WHAT TO DO:
Rewrite the entries below as a two-column CSV with the headers instruction and response, one row per entry. Put each entry's text and its answer in a single quoted field each, with line breaks replaced by spaces.

INPUT DATA:

---

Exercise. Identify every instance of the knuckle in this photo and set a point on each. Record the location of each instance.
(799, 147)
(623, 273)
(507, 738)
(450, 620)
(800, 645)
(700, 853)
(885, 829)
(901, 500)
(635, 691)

---

THE RESULT:
instruction,response
"Exercise. Identify every instance of the knuckle in this photo and set a point on each. Record the location of each instance.","(799, 147) (623, 273) (507, 738) (450, 620) (800, 645) (700, 853) (885, 829) (901, 500) (635, 691)"